▸ ПИСЬМЕННОЕ ЗАДАНИЕ: Какую легенду, согласно отрывку, молодой учитель задал черным и белым детям читать по ролям?

▸ ИСХОДНЫЙ ОТРЫВОК:
========================================================================
О моральных проблемах, насколько я помню, больше не говорилось. Не в том дело, чтобы чувствовать себя порядочным человеком, что бы это ни означало. Суть не в том. А вот то, что мы не можем и не имеем права перестать мучиться этим вопросом, - вот наша единственная подлинная привилегия, постоянное напряжение, которое порождает нашу жажду писательства, но все чаще и блокирует ее. Сегодня мне кажется, что мы, интеллигенция Восточной Европы, несколько раньше западноевропейских интеллигентов осознали, что практикуем свою мораль без всякой страховки, целиком на собственный риск. Встречаясь с Вами, мы вдруг почувствовали себя мудрее и опытнее. И тот наш ночной телефонный разговор между Нью-Йорком и Оберлином, штат Огайо, между номером в отеле на Пятой авеню и кабинетом находившегося в отлучке профессора, - разговор, который уже в момент его совершения принадлежал, собственно говоря, прошлому. Возможно, именно поэтому Вам так трудно было его закончить. Это был возврат к тем временам, когда каждому из нас приходилось отвечать за всю свою страну, меж тем как каждый был уже свободен от причастности к главнейшим проблемам своего общества и представлял только самого себя.

Я вспомнила, что накануне нашего разговора я узнала об отставке канцлера Федеративной Республики Германии * (на календаре год 1974-й): от молодого американского учителя, который демонстрировал мне опыт группового преподавания в своей школе... Между прочим, ночью в профессорском кабинете было ужасно холодно. Добрых пятнадцать-двадцать минут Вы повторяли одни и те же фразы, а я отвечала одним и тем же вопросом: "Но что же Вы думали?" Я завидовала Вашему возмущению - но к зависти примешивался холод... В кругу света от настольной лампы лежала "Волшебная гора" *; незадолго до этого я откопала ее в профессорской библиотеке и перечитала с жадностью - но так, как читают экзотический роман; и я боялась, что вопрос о том, как жить без альтернативы, отольется у меня в сухую формулу; а еще я вспомнила молодого учителя, который исключительно для того, чтобы наладить хоть какой-то контакт между черными и белыми детьми, сидевшими в классе неумолимо раздельно, задал им читать по ролям древнюю эскимосскую легенду о происхождении солнца и месяца: солнцем была черная девочка, месяцем - белый мальчик...
========================================================================
▸ ИСХОДНЫЕ ДАННЫЕ:

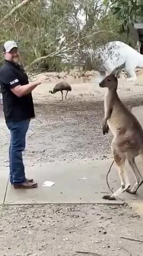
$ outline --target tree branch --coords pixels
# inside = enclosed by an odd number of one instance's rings
[[[0,24],[2,23],[4,21],[7,19],[10,16],[11,16],[16,11],[19,9],[19,8],[21,8],[23,6],[24,6],[25,5],[26,5],[27,3],[30,3],[31,1],[33,1],[33,0],[23,0],[23,1],[21,3],[18,4],[17,5],[16,5],[16,6],[15,6],[14,7],[12,8],[12,10],[11,10],[7,14],[6,14],[6,15],[5,15],[1,21],[0,21]]]
[[[62,50],[61,50],[61,51],[59,51],[59,50],[57,50],[56,51],[55,51],[55,52],[50,53],[48,55],[47,55],[45,56],[43,56],[42,57],[40,57],[39,58],[37,58],[34,61],[33,61],[32,62],[31,62],[28,66],[27,66],[26,67],[26,68],[29,68],[29,67],[31,66],[32,65],[33,65],[33,64],[34,64],[35,63],[36,63],[37,62],[38,62],[42,60],[45,60],[46,59],[47,59],[48,58],[49,58],[50,57],[53,57],[54,56],[55,57],[56,56],[59,55],[60,55],[62,53],[66,53],[70,52],[71,51],[71,49],[73,49],[73,48],[75,47],[76,46],[76,45],[75,44],[75,43],[77,43],[78,42],[79,42],[81,40],[82,40],[83,39],[84,39],[85,38],[88,38],[89,37],[91,37],[93,36],[94,36],[95,35],[97,35],[98,34],[99,34],[99,33],[101,33],[102,32],[108,32],[108,31],[107,31],[106,30],[101,30],[100,31],[98,31],[97,32],[94,32],[94,33],[93,33],[91,35],[86,36],[84,36],[82,37],[81,37],[80,38],[78,38],[77,39],[75,40],[73,42],[70,43],[67,46],[65,49],[63,49]],[[113,32],[111,31],[108,31],[108,33],[113,33]],[[73,50],[72,51],[73,51]]]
========================================================================
▸ ОТВЕТ НА ЗАДАНИЕ: Древнюю эскимосскую легенду о происхождении солнца и месяца.